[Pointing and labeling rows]
_____

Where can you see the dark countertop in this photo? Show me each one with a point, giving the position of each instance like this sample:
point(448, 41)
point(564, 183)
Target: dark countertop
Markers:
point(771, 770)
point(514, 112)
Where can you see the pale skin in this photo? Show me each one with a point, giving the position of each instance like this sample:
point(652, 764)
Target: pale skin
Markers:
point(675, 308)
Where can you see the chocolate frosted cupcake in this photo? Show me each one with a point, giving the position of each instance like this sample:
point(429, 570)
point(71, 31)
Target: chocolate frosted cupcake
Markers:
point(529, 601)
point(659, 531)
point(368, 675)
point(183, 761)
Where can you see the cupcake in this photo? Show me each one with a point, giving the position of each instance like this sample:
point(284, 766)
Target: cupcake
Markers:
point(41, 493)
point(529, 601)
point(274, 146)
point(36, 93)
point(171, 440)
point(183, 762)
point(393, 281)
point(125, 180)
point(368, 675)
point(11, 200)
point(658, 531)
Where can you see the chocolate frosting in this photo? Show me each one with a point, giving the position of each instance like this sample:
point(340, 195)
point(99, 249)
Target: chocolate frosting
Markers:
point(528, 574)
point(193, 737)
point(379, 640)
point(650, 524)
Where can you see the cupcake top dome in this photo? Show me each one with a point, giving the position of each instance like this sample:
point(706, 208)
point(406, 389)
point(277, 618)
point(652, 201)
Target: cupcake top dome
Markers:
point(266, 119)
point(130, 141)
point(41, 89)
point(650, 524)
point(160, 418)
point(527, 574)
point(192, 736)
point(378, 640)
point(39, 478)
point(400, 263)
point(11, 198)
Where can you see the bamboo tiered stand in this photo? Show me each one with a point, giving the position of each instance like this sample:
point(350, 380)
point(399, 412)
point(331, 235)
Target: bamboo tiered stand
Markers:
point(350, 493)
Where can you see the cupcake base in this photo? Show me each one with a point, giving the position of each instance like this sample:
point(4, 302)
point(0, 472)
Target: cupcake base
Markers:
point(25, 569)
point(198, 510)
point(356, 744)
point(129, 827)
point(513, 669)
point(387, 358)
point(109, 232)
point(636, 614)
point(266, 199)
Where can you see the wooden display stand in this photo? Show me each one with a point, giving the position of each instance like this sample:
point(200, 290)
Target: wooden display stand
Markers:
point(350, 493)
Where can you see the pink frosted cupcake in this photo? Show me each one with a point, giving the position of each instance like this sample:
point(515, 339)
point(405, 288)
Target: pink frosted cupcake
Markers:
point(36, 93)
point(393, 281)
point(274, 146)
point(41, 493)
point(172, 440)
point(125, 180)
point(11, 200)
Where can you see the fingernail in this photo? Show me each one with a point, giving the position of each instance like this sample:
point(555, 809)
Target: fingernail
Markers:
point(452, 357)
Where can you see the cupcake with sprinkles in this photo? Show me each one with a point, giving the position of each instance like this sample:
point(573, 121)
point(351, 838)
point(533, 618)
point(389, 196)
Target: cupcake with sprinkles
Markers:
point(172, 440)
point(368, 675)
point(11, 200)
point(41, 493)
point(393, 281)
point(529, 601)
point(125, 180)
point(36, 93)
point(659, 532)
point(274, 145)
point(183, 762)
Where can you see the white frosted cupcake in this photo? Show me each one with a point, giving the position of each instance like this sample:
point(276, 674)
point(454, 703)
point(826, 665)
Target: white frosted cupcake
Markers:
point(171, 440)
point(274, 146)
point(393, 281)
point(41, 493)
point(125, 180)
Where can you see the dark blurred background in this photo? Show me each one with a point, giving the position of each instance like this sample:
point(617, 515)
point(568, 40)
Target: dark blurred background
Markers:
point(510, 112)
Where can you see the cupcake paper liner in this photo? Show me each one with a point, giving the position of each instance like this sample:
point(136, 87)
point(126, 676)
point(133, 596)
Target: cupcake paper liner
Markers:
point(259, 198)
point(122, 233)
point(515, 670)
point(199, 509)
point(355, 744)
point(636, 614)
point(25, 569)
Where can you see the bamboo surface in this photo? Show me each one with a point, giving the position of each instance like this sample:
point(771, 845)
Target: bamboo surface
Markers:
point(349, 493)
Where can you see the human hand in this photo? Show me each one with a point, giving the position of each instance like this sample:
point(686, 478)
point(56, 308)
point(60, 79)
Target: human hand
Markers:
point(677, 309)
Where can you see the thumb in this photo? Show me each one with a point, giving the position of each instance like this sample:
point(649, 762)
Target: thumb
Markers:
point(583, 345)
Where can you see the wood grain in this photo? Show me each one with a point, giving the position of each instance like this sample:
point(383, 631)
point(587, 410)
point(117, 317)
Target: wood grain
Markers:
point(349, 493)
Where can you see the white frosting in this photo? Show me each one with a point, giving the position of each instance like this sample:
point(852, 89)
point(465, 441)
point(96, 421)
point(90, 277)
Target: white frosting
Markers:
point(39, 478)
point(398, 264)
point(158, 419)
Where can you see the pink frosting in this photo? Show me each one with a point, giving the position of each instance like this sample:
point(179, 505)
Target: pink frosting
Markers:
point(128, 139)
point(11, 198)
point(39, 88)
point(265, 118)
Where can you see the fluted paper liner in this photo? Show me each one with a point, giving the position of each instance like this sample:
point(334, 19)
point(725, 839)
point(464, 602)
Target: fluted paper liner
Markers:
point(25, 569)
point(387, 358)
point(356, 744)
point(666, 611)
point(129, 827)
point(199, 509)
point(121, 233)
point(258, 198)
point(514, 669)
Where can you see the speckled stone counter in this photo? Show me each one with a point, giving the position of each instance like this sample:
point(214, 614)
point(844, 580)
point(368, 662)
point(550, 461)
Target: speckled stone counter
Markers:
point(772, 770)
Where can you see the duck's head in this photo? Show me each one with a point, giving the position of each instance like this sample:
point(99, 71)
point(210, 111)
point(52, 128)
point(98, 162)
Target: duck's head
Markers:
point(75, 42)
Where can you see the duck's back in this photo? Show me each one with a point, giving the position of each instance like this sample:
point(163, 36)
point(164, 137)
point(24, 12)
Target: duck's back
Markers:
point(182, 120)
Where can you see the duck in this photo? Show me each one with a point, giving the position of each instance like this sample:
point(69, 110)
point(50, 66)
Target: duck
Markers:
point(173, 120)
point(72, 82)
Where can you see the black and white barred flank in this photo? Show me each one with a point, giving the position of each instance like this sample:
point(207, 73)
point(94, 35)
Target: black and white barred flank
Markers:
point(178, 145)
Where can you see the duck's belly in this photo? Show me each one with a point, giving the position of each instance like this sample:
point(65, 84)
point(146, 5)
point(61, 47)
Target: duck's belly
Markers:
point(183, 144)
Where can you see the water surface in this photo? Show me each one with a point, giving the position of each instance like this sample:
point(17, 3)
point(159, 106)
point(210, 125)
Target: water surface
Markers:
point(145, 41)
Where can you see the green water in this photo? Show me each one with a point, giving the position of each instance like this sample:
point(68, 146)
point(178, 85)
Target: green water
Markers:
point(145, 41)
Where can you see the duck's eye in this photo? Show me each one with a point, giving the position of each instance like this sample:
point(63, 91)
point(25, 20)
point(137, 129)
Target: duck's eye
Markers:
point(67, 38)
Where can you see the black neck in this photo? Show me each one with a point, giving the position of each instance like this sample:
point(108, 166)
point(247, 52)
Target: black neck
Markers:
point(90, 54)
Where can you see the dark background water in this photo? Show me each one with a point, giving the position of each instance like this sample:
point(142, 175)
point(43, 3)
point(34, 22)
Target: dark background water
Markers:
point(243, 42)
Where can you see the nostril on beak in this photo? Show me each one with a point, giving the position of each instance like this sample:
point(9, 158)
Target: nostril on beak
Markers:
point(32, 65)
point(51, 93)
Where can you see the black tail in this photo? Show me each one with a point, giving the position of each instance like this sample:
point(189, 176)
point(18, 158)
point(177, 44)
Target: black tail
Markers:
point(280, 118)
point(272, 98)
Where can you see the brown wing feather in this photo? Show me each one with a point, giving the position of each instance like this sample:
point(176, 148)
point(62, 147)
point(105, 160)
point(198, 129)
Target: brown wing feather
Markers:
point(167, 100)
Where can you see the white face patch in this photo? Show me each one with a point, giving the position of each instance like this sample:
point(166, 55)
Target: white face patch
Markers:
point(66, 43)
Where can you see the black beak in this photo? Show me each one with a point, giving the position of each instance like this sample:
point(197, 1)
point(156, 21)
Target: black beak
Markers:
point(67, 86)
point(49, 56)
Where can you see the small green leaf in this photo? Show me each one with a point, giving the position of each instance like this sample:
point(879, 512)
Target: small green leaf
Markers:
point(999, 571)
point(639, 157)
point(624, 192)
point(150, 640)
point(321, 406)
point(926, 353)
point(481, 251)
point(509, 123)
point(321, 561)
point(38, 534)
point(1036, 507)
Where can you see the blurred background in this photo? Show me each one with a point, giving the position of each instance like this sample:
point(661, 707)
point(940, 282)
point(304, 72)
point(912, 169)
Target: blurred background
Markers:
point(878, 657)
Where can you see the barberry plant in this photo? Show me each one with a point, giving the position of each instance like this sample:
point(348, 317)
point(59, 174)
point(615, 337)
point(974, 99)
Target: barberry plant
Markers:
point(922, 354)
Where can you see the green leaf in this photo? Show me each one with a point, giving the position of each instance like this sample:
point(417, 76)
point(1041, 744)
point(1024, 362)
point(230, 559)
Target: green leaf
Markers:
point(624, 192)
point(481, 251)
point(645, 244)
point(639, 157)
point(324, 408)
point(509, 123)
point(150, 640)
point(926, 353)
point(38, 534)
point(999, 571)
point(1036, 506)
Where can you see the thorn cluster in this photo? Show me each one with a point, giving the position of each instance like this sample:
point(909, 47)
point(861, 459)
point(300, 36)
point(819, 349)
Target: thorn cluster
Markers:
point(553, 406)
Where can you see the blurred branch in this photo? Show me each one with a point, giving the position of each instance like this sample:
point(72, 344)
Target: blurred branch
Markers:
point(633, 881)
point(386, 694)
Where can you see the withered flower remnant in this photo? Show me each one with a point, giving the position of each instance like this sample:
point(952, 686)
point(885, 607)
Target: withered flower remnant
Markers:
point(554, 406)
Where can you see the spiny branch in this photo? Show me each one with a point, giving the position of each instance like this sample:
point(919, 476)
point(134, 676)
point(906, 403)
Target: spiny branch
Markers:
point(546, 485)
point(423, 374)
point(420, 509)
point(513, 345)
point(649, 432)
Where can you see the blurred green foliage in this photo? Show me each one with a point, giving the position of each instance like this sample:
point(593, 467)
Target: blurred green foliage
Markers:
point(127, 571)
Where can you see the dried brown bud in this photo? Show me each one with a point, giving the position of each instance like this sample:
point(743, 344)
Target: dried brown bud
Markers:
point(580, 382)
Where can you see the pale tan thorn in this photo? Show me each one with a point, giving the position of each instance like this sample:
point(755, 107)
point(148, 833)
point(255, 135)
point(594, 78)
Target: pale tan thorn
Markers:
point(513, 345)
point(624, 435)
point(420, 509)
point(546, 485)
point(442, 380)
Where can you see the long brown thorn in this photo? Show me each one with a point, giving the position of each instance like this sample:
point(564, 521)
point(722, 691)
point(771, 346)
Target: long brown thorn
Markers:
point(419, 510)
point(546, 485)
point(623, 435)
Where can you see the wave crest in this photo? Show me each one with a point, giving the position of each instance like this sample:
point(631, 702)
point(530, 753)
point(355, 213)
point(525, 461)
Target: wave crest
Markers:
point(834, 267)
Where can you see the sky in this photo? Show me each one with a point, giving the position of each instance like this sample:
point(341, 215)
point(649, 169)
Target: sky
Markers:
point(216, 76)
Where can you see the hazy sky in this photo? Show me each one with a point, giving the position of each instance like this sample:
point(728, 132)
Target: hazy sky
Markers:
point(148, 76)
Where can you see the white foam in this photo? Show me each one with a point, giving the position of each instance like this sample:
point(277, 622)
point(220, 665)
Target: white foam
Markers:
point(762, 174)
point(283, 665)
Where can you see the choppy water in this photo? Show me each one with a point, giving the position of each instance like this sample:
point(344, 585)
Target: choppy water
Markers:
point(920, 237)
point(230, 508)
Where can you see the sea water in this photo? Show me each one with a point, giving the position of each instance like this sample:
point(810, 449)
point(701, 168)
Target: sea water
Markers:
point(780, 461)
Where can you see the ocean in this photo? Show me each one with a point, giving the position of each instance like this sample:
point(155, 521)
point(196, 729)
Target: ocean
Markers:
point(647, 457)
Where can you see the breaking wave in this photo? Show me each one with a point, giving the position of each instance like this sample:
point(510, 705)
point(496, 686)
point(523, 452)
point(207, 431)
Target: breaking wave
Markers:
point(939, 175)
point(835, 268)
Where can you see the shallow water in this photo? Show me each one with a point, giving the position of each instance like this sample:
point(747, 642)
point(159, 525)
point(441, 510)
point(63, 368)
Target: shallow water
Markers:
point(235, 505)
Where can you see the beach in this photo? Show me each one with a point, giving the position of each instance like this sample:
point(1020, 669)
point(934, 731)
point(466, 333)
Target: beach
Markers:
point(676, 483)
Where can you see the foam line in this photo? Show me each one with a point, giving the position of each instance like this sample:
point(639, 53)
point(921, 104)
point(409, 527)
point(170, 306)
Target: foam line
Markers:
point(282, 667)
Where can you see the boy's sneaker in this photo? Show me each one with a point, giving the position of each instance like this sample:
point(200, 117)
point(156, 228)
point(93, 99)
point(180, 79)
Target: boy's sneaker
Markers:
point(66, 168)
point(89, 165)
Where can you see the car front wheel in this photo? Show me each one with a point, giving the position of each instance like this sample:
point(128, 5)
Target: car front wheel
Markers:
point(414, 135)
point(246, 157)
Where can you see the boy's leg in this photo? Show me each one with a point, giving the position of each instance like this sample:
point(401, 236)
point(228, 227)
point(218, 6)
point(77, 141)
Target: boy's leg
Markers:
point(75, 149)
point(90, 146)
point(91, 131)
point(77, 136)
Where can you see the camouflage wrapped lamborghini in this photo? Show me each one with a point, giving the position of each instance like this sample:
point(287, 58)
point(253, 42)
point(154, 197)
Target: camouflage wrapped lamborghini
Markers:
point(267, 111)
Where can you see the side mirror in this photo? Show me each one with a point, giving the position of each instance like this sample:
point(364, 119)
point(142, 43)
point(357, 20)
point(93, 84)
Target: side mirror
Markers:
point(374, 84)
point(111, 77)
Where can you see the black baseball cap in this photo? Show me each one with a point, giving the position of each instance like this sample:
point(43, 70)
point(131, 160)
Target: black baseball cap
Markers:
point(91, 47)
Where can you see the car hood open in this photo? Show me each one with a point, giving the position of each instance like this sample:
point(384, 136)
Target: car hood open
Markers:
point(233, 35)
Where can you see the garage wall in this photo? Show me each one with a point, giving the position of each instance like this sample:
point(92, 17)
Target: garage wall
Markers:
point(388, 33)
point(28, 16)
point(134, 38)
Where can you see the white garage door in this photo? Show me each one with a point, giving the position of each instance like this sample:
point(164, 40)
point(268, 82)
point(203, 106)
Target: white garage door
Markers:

_____

» **EXERCISE REQUIREMENTS**
Rescale the rows from the line with "Where can you see the white frosting" up to and including the line with "point(158, 419)", writing every line again, requests included, with each point coordinate in the answers multiplied by 2.6 and rounded to a whole number, halves rounded up. Leave the numbers in the requests and their sample points unchanged.

» **WORKED SOLUTION**
Where can you see the white frosting in this photo? Show me each one with a point, giving the position of each instance like this sample:
point(852, 89)
point(465, 441)
point(96, 421)
point(90, 277)
Target: white frosting
Markers:
point(101, 1243)
point(1035, 686)
point(411, 1089)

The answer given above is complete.